Risha Malhotra sees your 2020 and raises you her much, much worse 2020!
The 21-year-old thought this year was going to be full of fun and adventure after spending 2019 triumphing over an out-of-the-blue cancer diagnosis. But it turned out the college student would spend the year enduring not one, but two cases of coronavirus — which is extremely rare, according to reports.
In October, The New York Times found that fewer than five of the 38 million confirmed cases of the virus were confirmed by scientists to be reinfections. Well, Risha was one of those unlucky people: she dealt with reinfection eight months after being first diagnosed with COVID-19.
The University of Wisconsin—Madison senior told People she first got the virus in London, where she’d been studying abroad before being sent home the second week of March. Immediately upon landing on her flight home to Long Island, New York on March 13, Risha began experiencing chest pains that got worse throughout the night.
Because she had a blood clot in her leg once before, Risha checked into Syosset Hospital for a CT scan of her lungs. The scan revealed an infection that looked similar to those seen in COVID patients — and 13 days later, she found out she had officially tested positive for the virus.
“This isn’t the first time I’ve gone through a scary or new medical run. In July 2019, I was diagnosed with thyroid cancer, and that was very shocking. But as scary as it sounds, it was really easy to manage. I just had to get an immediate surgery to get my thyroid removed.”
Risha was cancer-free after radiation therapy, and she left for London planning to have some adventure. Unfortunately, life had other plans. She explained:
“And then when I come home and the first thing I do is end up in a hospital, it was like, ‘Oh my god, is it starting again?’… It was unsettling to hear that I had it, and no one else I knew had it yet.”
Risha felt better by the summer, and tested for antibodies on August 12 before returning to school later that month. When local cases spiked in September, she and her friends stayed at home as much as possible. But when cases once again started to surge in November in and around campus, Risha invited a friend over to her apartment for dinner — only to discover the next day that the friend’s roommate tested positive.

****************************************

▶ [Required action A] Decide whether each statement agrees with the article about Risha Malhotra, answering yes or no and quoting the article's deciding words: (i) Risha was diagnosed with thyroid cancer in July 2019; (ii) Risha went to Syosset Hospital because she had once had a blood clot in her leg; (iii) Risha tested for antibodies after she returned to school.
▶ [Required action B] Write a continuation of the article about Risha Malhotra, picking up after its final sentence.
The material that comes next is separate from the article about Risha Malhotra.

▶ [Dataset extract]
****************************************

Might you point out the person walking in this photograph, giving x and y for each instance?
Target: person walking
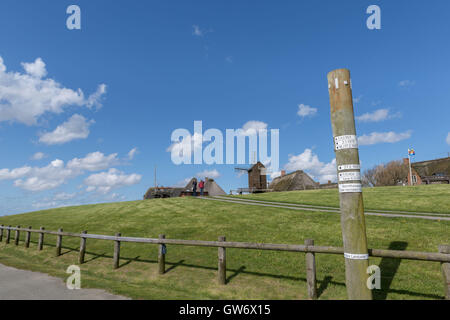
(201, 185)
(194, 187)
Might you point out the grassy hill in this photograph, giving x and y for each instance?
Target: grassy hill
(251, 274)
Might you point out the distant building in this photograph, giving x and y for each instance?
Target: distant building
(297, 180)
(429, 172)
(211, 189)
(257, 177)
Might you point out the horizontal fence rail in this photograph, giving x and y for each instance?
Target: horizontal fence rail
(443, 256)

****************************************

▶ [Written reply A]
(i) Yes: "In July 2019, I was diagnosed with thyroid cancer"
(ii) Yes: "Because she had a blood clot in her leg once before, Risha checked into Syosset Hospital for a CT scan of her lungs."
(iii) No: "tested for antibodies on August 12 before returning to school later that month"

▶ [Written reply B]
Two days later, she had a harsh cold; and although she originally brushed it off as a sinus infection, Risha tested positive for COVID-19 on Nov. 13. She recalled:
“I sprinted to my bedroom, locked my door, and called my mom, like, ‘How is this happening again?’ Then my doctor called me and was like, ‘How did you test positive twice? This is crazy.’”
Wow. You know it’s bad medical luck when even your doctor is baffled!
Risha’s symptoms were milder the second time, but she developed more intense fatigue and a brutal, constant headache on top of her sinus issues, and also lost her sense of smell and taste. She explained:
“I feel like there are so many factors to this virus that people don’t know about, but me getting it twice and being symptomatic both times is just so shocking. I think the scariest thing to take away from this is that we don’t know if this is going to have any long-term effects on any of our bodies… I think that that’s what makes me want to be the most cautious and as socially distant and aware as I can be during this time because, until we have a vaccine, until we have an answer, everything is a guessing game.”
Naturally, Risha wants everyone to take the pandemic seriously. She added:
“It’s great that some people recover or are asymptomatic. But just because you’re fine doesn’t mean someone else is going to be. You don’t know who you’re impacting.”
Wishing her all the health and happiness in 2021.